**Exercise tasks:**
A: In the text on population aging, which two countries had proportions of elderly well above England's in the earlier nineteenth century?
B: Reproduce all of the records below word for word, leaving the picture out of your answer.

# START OF Selected text

The same cannot be so easily pronounced for our second aging variable, traced by the lower graph in figure 1.3, increase in proportions over the age of 60. Here the English figures show a tendency to fall in the earlier nineteenth century, as is evident in table 1.3, putting the English graph for proportions of elderly well below those for France and Sweden, and this can be confirmed in other countries. The subsequent precipitate ascent in England may well exaggerate the abruptness of the aging transformation at the secular shift. Even in other English-speaking populations, the share of the old rose more slowly than in the "mother country," though their character as immigrant receivers may have something to do with this.

The contrast between English experience of growth in the weight of older people in the population at large is particularly marked in relation to France. But it is well known that the demographic transition itself was more diffuse in France than elsewhere, and it has to be expected that in this respect the secular shift would also be more diffuse in that country. The general allure , as the French would themselves say, of the French curves is quite similar to that of the English and the Scandinavian. With such a small sample and in so novel and uncertain an area of investigation, the correspondence between these graphs seems acceptable. I am prepared to regard the shape of the secular shift in England as an ideal type of that development, ideal type in the sense used by Max Weber. We shall return to this point when we come to discuss more revealing aging measures than those we have used so far.

# END OF Selected text
# START OF Data excerpts

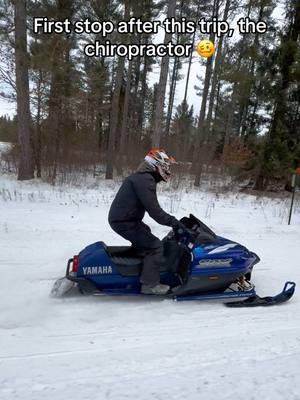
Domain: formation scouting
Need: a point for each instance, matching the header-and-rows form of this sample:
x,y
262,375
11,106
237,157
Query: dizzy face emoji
x,y
205,48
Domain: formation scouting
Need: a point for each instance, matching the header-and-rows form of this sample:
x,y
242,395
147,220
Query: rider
x,y
137,195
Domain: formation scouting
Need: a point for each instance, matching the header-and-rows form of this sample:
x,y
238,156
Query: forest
x,y
77,113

# END OF Data excerpts

**The results:**
A: France and Sweden.

B:
Domain: formation scouting
Need: a point for each instance, matching the header-and-rows form of this sample:
x,y
262,375
11,106
237,157
Query: dizzy face emoji
x,y
205,48
Domain: formation scouting
Need: a point for each instance, matching the header-and-rows form of this sample:
x,y
242,395
147,220
Query: rider
x,y
137,195
Domain: formation scouting
Need: a point for each instance, matching the header-and-rows form of this sample:
x,y
238,156
Query: forest
x,y
77,113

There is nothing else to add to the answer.